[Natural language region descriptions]

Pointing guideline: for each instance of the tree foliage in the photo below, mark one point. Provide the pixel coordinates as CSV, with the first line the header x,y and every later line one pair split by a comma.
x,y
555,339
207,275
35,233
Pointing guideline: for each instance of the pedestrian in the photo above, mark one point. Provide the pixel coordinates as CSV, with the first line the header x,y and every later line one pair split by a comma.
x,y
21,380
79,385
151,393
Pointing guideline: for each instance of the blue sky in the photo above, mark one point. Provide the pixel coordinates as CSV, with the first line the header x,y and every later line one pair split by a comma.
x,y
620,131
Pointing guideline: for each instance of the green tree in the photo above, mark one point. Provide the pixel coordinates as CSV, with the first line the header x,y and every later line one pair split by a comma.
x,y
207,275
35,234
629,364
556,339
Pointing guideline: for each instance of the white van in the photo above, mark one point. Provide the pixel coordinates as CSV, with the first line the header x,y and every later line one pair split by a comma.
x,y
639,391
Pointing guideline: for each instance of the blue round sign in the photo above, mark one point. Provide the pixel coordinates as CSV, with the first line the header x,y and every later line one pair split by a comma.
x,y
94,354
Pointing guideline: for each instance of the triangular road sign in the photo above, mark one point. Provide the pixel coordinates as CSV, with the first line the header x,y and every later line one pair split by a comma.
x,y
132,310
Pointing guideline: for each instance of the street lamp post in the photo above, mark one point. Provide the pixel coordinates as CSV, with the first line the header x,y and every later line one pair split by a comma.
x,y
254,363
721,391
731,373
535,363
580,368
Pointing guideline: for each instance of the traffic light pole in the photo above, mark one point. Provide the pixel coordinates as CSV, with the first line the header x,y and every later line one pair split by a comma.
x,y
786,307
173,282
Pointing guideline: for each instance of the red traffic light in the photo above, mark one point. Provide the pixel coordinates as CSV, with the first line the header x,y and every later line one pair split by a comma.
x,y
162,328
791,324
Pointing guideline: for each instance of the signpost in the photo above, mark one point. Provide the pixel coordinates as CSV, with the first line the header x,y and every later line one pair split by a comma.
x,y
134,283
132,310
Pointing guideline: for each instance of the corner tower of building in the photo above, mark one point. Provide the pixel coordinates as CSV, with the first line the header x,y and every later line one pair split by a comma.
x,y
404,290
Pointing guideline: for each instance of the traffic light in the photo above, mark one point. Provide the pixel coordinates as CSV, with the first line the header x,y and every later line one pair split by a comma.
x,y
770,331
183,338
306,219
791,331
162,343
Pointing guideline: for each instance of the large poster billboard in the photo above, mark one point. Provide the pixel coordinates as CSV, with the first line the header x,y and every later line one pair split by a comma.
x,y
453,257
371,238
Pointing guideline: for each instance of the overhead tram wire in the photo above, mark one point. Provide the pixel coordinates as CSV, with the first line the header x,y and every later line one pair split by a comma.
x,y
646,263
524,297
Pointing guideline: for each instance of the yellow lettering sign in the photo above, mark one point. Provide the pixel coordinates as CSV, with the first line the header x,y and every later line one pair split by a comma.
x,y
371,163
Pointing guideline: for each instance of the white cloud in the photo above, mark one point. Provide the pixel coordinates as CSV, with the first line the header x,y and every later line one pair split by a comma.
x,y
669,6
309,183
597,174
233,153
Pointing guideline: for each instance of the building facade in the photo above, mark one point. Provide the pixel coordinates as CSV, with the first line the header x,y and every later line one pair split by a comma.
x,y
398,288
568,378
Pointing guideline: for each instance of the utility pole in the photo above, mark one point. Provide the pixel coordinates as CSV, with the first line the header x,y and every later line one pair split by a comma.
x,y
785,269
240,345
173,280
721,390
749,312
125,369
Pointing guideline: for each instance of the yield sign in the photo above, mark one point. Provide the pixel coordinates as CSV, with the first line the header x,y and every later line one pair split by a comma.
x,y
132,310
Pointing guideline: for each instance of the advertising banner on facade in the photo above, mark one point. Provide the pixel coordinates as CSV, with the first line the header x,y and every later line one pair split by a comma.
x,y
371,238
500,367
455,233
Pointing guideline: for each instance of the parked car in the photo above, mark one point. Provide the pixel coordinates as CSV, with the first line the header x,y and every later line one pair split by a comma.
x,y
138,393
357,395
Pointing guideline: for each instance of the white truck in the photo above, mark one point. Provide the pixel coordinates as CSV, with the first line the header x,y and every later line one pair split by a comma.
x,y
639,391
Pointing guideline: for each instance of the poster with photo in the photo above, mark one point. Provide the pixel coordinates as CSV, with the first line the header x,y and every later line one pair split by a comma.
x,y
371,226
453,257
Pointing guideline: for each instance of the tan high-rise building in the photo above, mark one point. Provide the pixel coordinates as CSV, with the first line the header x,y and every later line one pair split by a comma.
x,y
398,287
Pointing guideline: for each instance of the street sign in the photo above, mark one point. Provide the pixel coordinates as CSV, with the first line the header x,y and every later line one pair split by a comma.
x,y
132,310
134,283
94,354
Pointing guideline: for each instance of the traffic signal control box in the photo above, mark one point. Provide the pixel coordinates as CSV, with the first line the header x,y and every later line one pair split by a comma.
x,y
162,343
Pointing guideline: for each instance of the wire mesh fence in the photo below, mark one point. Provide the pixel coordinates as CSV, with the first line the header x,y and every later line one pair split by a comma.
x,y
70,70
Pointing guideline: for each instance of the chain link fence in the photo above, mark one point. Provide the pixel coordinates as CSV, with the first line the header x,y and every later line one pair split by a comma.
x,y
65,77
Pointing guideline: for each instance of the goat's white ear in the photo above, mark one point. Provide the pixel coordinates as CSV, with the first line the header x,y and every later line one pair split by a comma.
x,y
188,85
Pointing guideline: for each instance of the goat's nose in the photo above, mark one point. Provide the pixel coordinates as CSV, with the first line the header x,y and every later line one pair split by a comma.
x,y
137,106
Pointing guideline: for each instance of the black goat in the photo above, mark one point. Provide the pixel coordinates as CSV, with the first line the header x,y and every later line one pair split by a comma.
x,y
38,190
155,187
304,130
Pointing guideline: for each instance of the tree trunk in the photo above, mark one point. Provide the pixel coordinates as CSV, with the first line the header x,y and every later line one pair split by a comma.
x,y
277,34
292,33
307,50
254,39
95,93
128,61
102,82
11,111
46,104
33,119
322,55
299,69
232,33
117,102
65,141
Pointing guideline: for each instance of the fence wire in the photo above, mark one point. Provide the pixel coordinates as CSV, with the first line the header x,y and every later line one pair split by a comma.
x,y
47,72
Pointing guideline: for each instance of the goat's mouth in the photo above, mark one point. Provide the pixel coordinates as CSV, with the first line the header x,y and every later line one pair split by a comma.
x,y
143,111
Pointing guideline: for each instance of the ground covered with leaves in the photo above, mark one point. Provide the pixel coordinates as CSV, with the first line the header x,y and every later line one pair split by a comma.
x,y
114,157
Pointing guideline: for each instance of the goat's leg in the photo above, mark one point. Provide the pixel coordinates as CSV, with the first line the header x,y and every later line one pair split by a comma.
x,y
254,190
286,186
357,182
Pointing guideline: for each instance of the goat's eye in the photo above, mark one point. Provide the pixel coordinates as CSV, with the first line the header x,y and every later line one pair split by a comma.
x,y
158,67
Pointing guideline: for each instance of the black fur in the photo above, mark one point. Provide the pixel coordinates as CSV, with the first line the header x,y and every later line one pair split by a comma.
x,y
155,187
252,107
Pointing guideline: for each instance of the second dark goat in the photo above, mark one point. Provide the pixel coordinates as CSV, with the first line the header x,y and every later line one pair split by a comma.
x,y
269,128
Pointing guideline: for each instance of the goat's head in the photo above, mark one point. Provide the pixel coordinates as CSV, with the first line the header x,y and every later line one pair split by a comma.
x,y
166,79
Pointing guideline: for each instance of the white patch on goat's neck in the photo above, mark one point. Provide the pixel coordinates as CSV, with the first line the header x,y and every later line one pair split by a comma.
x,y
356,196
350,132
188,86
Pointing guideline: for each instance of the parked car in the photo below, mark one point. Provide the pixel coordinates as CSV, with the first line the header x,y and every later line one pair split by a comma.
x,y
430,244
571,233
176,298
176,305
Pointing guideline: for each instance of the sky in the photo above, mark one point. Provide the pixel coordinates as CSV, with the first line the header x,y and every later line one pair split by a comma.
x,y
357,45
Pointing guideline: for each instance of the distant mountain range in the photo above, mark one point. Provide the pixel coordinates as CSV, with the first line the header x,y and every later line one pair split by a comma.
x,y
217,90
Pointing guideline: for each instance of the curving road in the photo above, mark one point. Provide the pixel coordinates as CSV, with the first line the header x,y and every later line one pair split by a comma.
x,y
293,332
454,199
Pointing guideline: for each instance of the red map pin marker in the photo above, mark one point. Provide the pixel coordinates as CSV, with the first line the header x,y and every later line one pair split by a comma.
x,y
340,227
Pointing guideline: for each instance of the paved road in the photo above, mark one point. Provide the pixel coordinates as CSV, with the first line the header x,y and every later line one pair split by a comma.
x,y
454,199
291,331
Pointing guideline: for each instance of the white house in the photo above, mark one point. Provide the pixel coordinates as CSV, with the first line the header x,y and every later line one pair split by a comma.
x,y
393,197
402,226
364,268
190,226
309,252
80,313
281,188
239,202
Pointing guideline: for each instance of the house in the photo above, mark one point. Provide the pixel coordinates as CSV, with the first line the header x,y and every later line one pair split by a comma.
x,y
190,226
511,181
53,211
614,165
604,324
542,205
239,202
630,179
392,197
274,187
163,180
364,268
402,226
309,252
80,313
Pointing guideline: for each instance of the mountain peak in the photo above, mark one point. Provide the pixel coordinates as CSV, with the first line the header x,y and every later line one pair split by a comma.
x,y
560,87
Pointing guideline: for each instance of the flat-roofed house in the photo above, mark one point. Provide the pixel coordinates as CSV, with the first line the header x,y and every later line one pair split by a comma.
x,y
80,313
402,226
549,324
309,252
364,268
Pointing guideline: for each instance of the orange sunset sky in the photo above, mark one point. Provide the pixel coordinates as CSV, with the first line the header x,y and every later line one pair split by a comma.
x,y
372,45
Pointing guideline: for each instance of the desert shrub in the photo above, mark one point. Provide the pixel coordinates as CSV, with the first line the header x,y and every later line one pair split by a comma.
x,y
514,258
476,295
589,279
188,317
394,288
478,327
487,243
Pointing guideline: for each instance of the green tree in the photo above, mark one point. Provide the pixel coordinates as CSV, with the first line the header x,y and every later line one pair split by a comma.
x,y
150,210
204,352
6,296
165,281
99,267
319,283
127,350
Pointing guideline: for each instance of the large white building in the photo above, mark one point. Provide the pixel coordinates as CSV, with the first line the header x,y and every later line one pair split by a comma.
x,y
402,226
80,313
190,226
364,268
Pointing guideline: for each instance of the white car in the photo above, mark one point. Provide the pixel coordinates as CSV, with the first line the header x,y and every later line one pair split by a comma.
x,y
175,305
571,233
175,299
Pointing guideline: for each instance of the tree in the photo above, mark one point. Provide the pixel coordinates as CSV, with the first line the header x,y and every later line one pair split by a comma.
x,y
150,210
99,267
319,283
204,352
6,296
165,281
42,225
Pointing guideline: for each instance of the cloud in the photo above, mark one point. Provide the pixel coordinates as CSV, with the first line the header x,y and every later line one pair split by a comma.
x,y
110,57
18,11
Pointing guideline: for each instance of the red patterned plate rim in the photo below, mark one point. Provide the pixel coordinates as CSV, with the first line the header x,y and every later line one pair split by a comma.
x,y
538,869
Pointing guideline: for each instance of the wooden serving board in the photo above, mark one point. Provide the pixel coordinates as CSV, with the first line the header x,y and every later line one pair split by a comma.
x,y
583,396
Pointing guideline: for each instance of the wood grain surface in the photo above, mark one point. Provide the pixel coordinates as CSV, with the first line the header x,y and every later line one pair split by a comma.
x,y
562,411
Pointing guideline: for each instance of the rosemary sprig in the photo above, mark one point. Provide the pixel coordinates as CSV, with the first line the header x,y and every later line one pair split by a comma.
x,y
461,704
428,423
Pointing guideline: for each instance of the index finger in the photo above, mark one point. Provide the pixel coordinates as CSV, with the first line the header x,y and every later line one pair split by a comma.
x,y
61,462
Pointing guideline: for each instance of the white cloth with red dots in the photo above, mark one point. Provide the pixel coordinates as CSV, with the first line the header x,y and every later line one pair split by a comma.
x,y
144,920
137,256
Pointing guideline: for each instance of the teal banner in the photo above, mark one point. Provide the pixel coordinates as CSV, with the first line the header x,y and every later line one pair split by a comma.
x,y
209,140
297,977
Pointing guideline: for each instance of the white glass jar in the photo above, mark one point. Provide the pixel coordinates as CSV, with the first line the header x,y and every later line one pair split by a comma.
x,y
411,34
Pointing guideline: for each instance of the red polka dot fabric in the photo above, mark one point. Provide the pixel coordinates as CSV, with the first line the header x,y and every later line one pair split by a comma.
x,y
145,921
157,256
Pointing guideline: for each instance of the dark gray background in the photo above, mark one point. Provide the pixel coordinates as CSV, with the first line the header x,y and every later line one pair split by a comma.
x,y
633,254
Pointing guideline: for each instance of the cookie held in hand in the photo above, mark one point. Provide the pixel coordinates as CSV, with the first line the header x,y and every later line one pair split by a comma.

▸ **EXERCISE DESCRIPTION**
Within the records above, the line carrying "Pointing guideline: for each instance of the red polka" starts the range and the last line ends it. Set down that range exactly.

▸ **RESPONSE BELOW**
Pointing guideline: for each instance of the red polka dot fabric in the photo above, mark one point. Provide the pixel coordinates as CSV, with the first line the header x,y and every later line one pair split by a comma.
x,y
145,921
157,256
Pointing guideline: for each instance of the dark gray background in the photo above, mark one point. Provide the pixel coordinates as CSV, with the first line the header x,y and every later line one pair split by a comma.
x,y
633,254
Pointing guideline: for each instance of the cookie held in hand in the photo above, mark one point. Provide the pixel coordinates as CSV, with the first line the header x,y and every later line one pair split by a comma.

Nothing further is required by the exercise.